Work instructions
Rewrite the material from the line containing "for black backpack." through the end, replacing "aerial photo" with "overhead image" and leaving everything else unchanged.
»»
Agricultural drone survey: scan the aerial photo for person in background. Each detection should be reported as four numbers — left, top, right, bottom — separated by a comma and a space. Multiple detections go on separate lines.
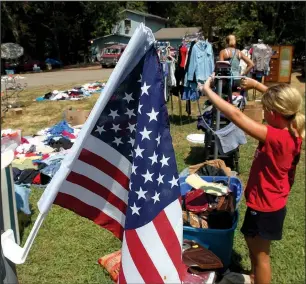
219, 35, 254, 76
198, 77, 305, 284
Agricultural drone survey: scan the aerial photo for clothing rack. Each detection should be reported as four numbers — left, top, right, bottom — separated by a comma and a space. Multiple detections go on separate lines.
214, 76, 246, 160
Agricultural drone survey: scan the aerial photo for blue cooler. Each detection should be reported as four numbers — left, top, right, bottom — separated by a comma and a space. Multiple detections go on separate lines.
180, 176, 243, 270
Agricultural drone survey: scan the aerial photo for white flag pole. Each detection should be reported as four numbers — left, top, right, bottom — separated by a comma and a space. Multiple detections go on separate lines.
1, 23, 155, 264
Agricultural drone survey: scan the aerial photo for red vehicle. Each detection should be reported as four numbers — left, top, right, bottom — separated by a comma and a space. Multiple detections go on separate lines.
100, 44, 126, 68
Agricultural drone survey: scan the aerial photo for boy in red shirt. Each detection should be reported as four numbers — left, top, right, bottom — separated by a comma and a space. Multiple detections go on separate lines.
199, 77, 305, 284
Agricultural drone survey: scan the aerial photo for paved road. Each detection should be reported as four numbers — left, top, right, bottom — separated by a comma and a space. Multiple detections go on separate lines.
16, 66, 113, 88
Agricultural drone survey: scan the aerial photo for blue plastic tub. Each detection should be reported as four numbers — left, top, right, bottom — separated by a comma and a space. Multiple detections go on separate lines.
180, 176, 243, 209
5, 69, 15, 75
180, 176, 243, 270
183, 211, 239, 270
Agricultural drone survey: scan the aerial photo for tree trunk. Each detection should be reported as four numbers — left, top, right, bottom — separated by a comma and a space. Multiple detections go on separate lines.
1, 1, 20, 44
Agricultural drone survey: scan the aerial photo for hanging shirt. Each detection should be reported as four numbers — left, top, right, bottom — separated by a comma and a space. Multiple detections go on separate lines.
225, 48, 240, 76
187, 41, 215, 82
180, 45, 188, 68
239, 49, 251, 75
252, 43, 273, 71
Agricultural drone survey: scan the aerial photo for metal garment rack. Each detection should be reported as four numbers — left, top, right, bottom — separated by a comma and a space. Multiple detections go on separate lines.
210, 76, 247, 160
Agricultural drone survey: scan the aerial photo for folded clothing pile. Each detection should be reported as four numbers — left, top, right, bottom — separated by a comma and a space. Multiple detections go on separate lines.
4, 121, 80, 214
182, 174, 236, 230
36, 82, 105, 101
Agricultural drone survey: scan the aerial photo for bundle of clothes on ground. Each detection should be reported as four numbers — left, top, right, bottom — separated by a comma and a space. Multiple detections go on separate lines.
1, 121, 81, 215
182, 174, 236, 230
36, 82, 105, 102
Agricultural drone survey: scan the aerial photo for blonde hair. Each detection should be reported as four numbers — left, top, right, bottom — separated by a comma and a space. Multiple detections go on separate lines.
262, 84, 305, 138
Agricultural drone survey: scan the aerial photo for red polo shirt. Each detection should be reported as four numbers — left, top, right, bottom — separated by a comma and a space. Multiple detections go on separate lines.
245, 126, 302, 212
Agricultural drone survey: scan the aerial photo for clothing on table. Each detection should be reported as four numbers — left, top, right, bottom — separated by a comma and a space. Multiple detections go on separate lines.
14, 169, 39, 184
189, 159, 231, 176
252, 71, 265, 83
241, 207, 287, 241
185, 174, 229, 196
245, 125, 302, 212
48, 137, 73, 151
48, 120, 74, 136
178, 45, 188, 68
252, 43, 273, 72
41, 155, 64, 178
12, 156, 41, 170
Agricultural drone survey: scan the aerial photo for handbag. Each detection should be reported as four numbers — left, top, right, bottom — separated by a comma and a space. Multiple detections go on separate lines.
185, 189, 208, 213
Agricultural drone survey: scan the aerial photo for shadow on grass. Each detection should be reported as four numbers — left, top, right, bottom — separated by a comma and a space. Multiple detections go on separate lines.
169, 112, 197, 125
296, 75, 306, 83
229, 250, 249, 274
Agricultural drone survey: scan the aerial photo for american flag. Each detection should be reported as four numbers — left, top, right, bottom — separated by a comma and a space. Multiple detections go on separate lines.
50, 47, 182, 283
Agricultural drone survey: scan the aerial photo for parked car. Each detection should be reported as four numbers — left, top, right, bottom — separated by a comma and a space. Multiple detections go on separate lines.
100, 44, 126, 68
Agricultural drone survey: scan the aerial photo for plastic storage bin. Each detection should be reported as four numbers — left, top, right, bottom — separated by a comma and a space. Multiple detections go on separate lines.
183, 210, 239, 270
180, 176, 243, 270
180, 176, 243, 209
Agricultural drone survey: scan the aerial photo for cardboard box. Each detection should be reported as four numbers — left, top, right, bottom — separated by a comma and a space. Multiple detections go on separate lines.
63, 109, 90, 126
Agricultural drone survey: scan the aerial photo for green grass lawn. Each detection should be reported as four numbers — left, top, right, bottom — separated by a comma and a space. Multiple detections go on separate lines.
2, 74, 305, 284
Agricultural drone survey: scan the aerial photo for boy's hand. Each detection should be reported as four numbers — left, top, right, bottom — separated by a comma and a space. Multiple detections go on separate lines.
240, 78, 258, 90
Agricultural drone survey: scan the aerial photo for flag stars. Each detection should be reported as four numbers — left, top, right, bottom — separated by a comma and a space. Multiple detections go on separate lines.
138, 104, 143, 114
113, 137, 123, 147
125, 108, 136, 118
151, 191, 160, 204
132, 164, 138, 175
127, 123, 136, 133
111, 124, 121, 133
135, 145, 144, 158
149, 151, 158, 166
155, 134, 161, 146
95, 125, 106, 135
141, 82, 151, 95
128, 137, 135, 147
135, 187, 147, 200
130, 202, 141, 216
140, 127, 152, 141
108, 110, 119, 119
157, 174, 164, 185
147, 108, 159, 122
169, 176, 178, 188
123, 93, 134, 104
160, 155, 170, 167
142, 170, 154, 183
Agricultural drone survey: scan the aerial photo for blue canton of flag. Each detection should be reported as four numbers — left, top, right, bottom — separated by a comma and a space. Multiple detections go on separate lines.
119, 45, 184, 284
125, 46, 180, 229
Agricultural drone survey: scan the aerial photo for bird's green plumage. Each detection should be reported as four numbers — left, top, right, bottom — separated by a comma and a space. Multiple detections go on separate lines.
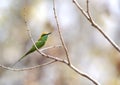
12, 33, 51, 66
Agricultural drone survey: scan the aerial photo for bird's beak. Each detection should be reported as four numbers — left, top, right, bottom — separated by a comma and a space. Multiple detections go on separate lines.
48, 32, 52, 35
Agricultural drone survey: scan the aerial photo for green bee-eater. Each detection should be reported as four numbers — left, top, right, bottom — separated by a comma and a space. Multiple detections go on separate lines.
12, 33, 51, 66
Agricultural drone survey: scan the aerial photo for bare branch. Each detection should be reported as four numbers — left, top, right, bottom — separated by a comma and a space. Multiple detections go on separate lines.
0, 60, 56, 71
70, 65, 100, 85
73, 0, 120, 52
53, 0, 70, 65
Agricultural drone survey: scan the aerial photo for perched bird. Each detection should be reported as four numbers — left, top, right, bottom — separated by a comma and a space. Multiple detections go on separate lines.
12, 32, 51, 67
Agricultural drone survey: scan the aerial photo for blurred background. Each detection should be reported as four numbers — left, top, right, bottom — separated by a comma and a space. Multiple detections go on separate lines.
0, 0, 120, 85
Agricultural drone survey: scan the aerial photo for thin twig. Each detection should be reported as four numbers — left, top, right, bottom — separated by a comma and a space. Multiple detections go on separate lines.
40, 45, 62, 51
70, 65, 100, 85
53, 0, 70, 65
73, 0, 120, 52
86, 0, 91, 20
0, 60, 56, 71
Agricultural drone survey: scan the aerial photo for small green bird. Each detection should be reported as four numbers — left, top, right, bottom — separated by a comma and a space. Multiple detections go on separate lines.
12, 32, 51, 67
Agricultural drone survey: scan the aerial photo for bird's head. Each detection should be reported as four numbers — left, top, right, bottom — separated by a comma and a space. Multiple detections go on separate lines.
41, 32, 51, 37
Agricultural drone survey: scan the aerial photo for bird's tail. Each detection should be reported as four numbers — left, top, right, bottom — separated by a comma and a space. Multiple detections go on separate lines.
11, 55, 26, 67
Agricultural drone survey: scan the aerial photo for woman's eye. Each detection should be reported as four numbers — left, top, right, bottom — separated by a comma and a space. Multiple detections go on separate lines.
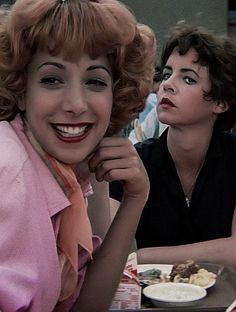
40, 76, 62, 87
162, 73, 171, 80
86, 79, 107, 90
184, 77, 196, 85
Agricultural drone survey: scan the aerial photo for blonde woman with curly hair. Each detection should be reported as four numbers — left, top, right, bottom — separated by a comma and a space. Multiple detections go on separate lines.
0, 0, 155, 312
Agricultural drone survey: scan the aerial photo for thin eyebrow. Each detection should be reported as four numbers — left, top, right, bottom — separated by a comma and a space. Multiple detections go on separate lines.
87, 65, 112, 76
164, 65, 199, 77
38, 62, 65, 69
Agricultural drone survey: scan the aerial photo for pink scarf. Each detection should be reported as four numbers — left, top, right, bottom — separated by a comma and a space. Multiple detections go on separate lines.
25, 122, 93, 301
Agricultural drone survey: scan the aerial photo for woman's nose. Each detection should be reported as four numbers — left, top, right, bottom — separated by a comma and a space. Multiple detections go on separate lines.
63, 86, 88, 114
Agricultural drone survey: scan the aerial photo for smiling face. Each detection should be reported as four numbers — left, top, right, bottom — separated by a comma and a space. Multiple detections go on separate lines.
157, 49, 228, 126
20, 52, 113, 164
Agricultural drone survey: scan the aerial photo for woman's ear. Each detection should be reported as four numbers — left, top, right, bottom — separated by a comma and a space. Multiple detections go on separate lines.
17, 97, 25, 112
214, 102, 229, 114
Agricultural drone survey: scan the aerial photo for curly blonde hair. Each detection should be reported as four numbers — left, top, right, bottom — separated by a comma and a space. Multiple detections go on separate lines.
0, 0, 156, 135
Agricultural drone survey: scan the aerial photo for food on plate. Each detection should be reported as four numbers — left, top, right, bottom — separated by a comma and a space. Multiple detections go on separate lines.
138, 269, 169, 285
170, 260, 216, 287
138, 260, 216, 288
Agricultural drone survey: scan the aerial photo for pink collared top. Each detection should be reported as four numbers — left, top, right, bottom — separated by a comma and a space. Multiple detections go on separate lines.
0, 116, 101, 312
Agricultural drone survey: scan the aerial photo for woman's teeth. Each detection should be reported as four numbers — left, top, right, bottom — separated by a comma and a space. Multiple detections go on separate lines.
55, 126, 87, 137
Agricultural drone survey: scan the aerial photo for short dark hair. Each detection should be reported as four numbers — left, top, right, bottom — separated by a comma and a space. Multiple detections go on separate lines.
161, 23, 236, 130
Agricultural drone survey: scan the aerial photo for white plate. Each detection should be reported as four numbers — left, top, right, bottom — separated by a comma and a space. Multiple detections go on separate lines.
138, 264, 173, 275
137, 264, 216, 289
143, 283, 207, 306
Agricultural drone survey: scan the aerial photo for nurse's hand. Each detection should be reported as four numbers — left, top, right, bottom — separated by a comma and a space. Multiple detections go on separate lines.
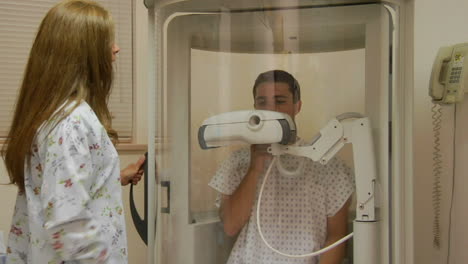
120, 156, 145, 186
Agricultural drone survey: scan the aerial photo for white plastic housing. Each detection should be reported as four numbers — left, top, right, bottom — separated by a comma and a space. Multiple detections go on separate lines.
198, 110, 296, 149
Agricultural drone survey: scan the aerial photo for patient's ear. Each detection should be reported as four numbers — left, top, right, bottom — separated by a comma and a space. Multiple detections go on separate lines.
294, 100, 302, 115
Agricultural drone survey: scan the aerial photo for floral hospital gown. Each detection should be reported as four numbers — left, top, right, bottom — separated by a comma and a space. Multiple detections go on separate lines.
209, 143, 354, 264
7, 102, 127, 264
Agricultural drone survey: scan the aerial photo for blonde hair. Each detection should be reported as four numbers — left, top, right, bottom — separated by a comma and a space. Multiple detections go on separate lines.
2, 0, 117, 191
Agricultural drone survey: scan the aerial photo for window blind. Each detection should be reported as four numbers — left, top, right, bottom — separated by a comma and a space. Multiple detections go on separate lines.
0, 0, 133, 140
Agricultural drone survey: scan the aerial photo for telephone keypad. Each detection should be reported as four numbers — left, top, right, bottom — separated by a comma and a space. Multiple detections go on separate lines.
449, 67, 462, 83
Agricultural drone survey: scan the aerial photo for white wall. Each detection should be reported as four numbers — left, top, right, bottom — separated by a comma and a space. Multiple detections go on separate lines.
413, 0, 468, 264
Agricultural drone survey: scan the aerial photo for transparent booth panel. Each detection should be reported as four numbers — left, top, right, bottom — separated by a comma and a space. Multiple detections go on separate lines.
155, 1, 391, 264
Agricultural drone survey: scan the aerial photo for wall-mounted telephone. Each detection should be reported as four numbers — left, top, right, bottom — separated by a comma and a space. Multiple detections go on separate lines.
429, 43, 468, 249
429, 43, 468, 104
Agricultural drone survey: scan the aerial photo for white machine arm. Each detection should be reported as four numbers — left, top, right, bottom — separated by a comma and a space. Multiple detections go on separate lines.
270, 115, 376, 222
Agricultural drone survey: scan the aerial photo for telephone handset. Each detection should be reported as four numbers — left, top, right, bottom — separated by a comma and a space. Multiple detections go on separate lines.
429, 43, 468, 249
429, 43, 468, 104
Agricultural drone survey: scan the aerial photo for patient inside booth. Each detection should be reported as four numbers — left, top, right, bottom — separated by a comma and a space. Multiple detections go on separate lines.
190, 49, 365, 263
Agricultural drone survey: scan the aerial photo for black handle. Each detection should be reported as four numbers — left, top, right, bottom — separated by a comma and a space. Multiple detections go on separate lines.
130, 152, 149, 245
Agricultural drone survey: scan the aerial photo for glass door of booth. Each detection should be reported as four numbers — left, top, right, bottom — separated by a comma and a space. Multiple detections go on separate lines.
154, 1, 392, 264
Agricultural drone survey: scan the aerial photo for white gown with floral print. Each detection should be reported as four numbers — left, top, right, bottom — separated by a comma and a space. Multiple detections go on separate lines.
7, 102, 127, 264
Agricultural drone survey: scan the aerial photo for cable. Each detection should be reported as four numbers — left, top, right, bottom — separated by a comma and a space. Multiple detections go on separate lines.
257, 156, 353, 258
431, 104, 442, 249
447, 104, 457, 264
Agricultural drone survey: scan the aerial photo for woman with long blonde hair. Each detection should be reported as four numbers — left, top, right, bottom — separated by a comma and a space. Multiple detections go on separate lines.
3, 0, 143, 264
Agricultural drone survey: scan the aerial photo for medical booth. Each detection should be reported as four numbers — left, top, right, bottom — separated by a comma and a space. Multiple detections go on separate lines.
132, 0, 410, 264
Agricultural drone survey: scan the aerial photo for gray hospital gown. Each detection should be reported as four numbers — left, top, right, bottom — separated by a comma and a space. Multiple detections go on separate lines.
209, 148, 354, 264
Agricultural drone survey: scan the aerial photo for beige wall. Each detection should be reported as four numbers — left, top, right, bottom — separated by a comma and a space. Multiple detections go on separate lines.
413, 0, 468, 264
0, 0, 148, 263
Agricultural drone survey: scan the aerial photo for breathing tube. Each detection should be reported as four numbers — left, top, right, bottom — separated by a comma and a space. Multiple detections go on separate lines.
257, 156, 353, 258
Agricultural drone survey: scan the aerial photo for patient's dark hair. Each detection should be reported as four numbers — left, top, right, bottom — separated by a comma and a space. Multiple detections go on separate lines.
253, 70, 301, 103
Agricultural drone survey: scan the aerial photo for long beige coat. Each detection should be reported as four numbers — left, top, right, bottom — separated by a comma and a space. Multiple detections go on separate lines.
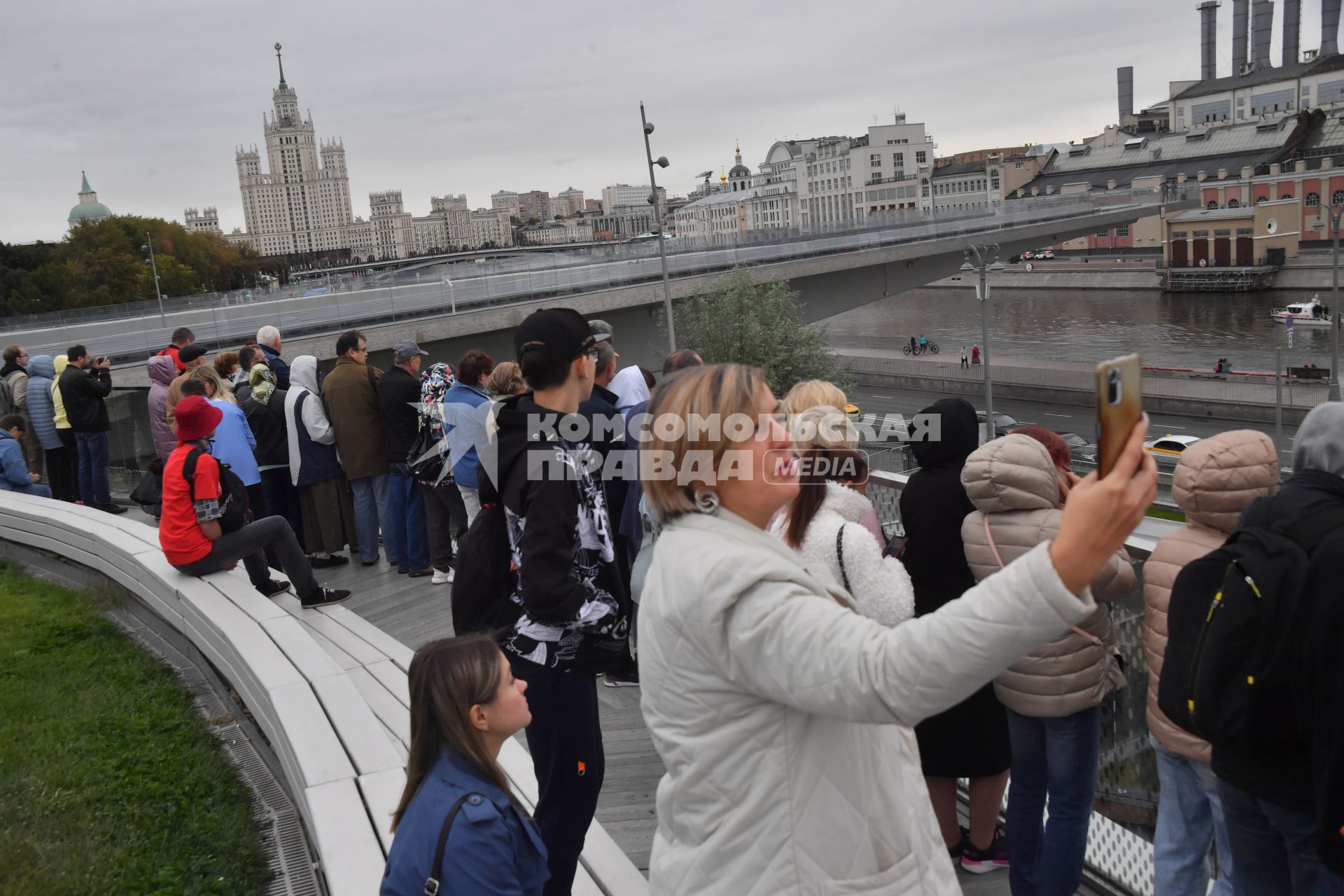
1144, 430, 1278, 763
961, 435, 1134, 719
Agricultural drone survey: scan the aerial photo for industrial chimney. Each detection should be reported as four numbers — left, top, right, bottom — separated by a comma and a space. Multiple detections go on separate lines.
1317, 0, 1340, 57
1252, 0, 1274, 69
1196, 0, 1222, 80
1233, 0, 1252, 75
1282, 0, 1302, 66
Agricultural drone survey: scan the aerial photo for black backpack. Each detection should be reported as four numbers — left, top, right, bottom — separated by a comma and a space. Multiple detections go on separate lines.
181, 447, 251, 532
1157, 498, 1344, 750
451, 469, 522, 636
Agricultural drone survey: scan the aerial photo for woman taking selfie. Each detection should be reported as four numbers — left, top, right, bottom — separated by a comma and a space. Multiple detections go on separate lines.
««
Answer for this exercise
Agricultural drone survey: scan the overhead image for black backpack. Each detection should be reported as four numbers — left, top, right, bottom — separated by a comma and a space. Multiple detections go on separate lines.
181, 447, 251, 532
1157, 498, 1344, 750
451, 469, 522, 636
Agricultural drone survey: scan the overhead image for woman taking selfie. Each detection should be reported as four numbers — left, top, right, bottom — separated by a comma and a space. Multiple detections go on separate lines.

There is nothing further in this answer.